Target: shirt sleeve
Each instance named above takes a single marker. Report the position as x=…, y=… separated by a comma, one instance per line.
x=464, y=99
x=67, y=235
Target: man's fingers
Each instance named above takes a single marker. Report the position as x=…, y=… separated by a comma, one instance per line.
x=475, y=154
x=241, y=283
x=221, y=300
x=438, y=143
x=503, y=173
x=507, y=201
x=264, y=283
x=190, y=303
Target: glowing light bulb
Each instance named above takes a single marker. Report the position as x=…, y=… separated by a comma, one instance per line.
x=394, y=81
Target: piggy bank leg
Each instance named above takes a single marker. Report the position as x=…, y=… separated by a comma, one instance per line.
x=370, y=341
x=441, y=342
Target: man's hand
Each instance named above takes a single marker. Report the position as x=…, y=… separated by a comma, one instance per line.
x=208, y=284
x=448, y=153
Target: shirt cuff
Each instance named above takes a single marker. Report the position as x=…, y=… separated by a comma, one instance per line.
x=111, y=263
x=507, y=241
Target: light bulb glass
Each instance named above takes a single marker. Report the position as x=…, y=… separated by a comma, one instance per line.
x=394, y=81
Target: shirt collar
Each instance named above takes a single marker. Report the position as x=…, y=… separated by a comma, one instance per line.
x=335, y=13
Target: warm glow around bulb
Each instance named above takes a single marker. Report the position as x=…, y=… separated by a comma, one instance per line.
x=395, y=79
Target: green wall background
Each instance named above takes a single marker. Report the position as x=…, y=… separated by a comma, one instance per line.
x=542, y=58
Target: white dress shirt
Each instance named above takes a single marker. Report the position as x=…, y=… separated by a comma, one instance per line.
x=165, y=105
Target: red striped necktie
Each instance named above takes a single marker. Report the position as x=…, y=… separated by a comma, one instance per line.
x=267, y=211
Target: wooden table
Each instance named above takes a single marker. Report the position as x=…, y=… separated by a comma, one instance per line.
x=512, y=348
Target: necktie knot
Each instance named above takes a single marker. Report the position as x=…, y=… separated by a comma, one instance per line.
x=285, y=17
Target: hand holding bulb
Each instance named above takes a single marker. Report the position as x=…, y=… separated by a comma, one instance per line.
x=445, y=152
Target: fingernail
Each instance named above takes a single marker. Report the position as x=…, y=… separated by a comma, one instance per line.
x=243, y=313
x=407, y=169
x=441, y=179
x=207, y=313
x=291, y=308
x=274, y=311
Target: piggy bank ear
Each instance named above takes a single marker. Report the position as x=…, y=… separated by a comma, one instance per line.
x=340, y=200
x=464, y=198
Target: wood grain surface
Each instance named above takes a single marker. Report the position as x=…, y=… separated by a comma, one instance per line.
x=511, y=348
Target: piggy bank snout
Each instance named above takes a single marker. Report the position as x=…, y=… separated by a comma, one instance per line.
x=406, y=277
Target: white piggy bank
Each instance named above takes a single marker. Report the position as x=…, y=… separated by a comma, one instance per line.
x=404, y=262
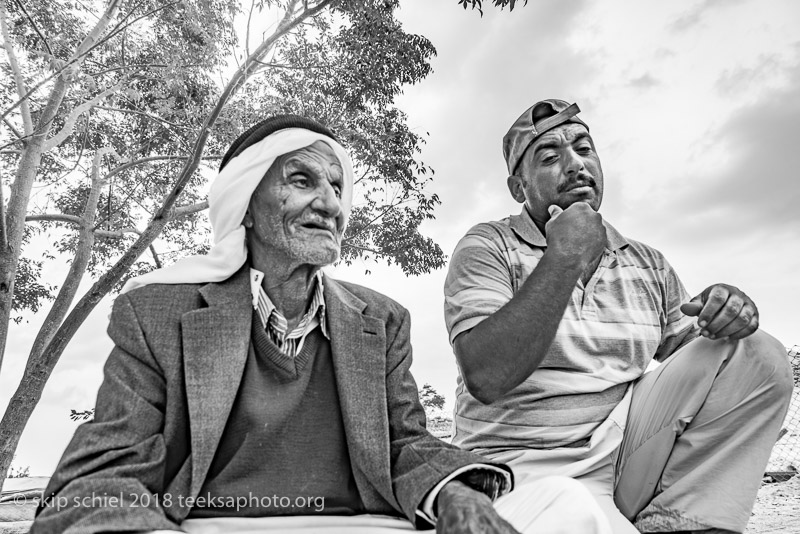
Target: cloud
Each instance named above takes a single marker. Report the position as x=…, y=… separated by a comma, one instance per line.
x=696, y=13
x=736, y=81
x=755, y=190
x=644, y=82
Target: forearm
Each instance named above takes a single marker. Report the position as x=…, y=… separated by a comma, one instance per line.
x=518, y=335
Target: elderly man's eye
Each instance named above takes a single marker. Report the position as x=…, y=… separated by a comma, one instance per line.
x=300, y=180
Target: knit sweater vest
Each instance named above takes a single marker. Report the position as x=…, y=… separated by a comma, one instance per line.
x=283, y=451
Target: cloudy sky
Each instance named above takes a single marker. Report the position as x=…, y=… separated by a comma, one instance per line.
x=694, y=107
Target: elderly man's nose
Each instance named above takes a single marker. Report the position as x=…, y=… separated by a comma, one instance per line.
x=573, y=163
x=327, y=201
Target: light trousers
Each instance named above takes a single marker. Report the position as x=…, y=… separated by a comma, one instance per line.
x=695, y=440
x=684, y=450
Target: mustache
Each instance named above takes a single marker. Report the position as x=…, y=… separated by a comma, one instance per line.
x=581, y=181
x=320, y=222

.....

Render every line of the records above as a numbered list, skipping any blank lines and leaving out the pictures.

1. Target: shirt sleeve
2. Each instance named above takes a single marker. Report the position as x=…, y=… separated by a comma, one instance per line.
3. x=464, y=99
4. x=67, y=235
5. Target: man's fingers
6. Each instance named above takes a single marker. Report the position as x=…, y=… separated by a comma, one instance per line.
7. x=475, y=154
8. x=241, y=283
9. x=221, y=300
10. x=438, y=143
11. x=503, y=173
12. x=507, y=201
13. x=264, y=283
14. x=190, y=303
15. Target: glowing light bulb
16. Each instance named above takes a single marker. Report the position as x=…, y=… separated by a comma, one instance per line.
17. x=394, y=81
18. Target: piggy bank leg
19. Each instance named above takes a single marker. Report the position as x=…, y=… separated by a comma, one instance per line.
20. x=370, y=341
21. x=441, y=342
22. Target: man's hand
23. Each instance named above takes a single marker. Report the position as x=…, y=… separated by a comma, one instance per line.
24. x=208, y=284
25. x=448, y=153
26. Target: shirt cuff
27. Each instance named above takes a single marker. Report the position as x=…, y=… separated by a comma, one instance per line.
28. x=111, y=263
29. x=507, y=241
30. Target: light bulb glass
31. Each instance named above takes a single marker. Report the position as x=…, y=… separated by a comma, one instance per line.
32. x=394, y=81
33. Target: shirt collar
34. Each instance named above takes a single marker. Report the position as x=…, y=… separated by a comma, one instance per line.
35. x=335, y=13
36. Target: warm glow around bulb
37. Each instance named above takes a single marker. Report the position as x=…, y=… separated by a comma, one instance per line.
38. x=395, y=79
39. Target: green wall background
40. Each instance named above takes a single marker. Report the position as x=…, y=… separated by a comma, one instance per line.
41. x=542, y=58
42. Target: white dress shirt
43. Each instance named above takes a single marker. Report the position as x=…, y=… separated by a comma, one instance per line.
44. x=165, y=105
45. Target: red striped necktie
46. Each instance named above takes a single marker. Report the position as x=…, y=… separated by a comma, one instance per line.
47. x=267, y=211
48. Target: wooden table
49. Each instance named above takes a single marker. Report the position as x=…, y=… separated by a comma, one instance per line.
50. x=512, y=348
51. Target: necktie knot
52. Each instance named above takes a single marker. Report the position as x=…, y=… separated by a comma, one instance per line.
53. x=285, y=17
54. Target: hand holding bulb
55. Each instance named above takes a single marker. Report the position as x=…, y=… separated by a comma, one instance per line.
56. x=445, y=152
57. Target: fingernail
58. Each instance named above takes a single marker. Report the position as x=…, y=… separated by a comma, one instance per line.
59. x=243, y=313
60. x=407, y=169
61. x=441, y=179
62. x=207, y=313
63. x=291, y=308
64. x=274, y=311
65. Target: piggy bank ear
66. Each instance named above takes a single marker. Report the position as x=…, y=… separated by a comma, one instance per line.
67. x=340, y=200
68. x=464, y=198
69. Target: wood grain surface
70. Each instance named above takes a single marker. Report the position as x=…, y=… separated by a comma, one instance per line.
71. x=511, y=348
72. Target: piggy bank snout
73. Each instance named above takes a single marker. Report the position as x=…, y=… separated by a comma, one instance per line.
74. x=406, y=277
75. Target: white piggy bank
76. Each instance named above takes a single marker. Report the position as x=…, y=… separated by a comma, one instance per line.
77. x=404, y=262
78. Target: cloud
79. Each instance named above takes a single marker. Report the position as x=…, y=… separated by a comma, one instance per line.
80. x=696, y=13
81. x=736, y=81
82. x=755, y=190
83. x=644, y=82
84. Target: forearm
85. Each instance named above takes a single marker. Report the position as x=…, y=… separated by a comma, one instance per line.
86. x=518, y=335
87. Target: elderly man's eye
88. Each instance named above takes a single marker. Report the position as x=…, y=… separated by a comma, one instance per line.
89. x=300, y=180
90. Target: knit sweater vest
91. Each instance named above takes a single marker. Report the position as x=…, y=… separated by a comma, one instance per line.
92. x=283, y=451
93. Target: cloudy sky
94. Each instance named above takes a single marker. Report the position as x=…, y=… separated by a comma, one instance per line.
95. x=694, y=107
96. Target: elderly man's nose
97. Each instance named above takes a single marker. Report the position as x=…, y=… separated by a comma, one instance per line.
98. x=573, y=163
99. x=327, y=201
100. Target: light trousers
101. Each instance named above takes a single marker. Report the position as x=…, y=… separated by a comma, one instance per line.
102. x=695, y=440
103. x=684, y=450
104. Target: mustache
105. Each instance named above takes a single marker. Report the position as x=…, y=… separated by a comma, one instance per line.
106. x=581, y=181
107. x=320, y=222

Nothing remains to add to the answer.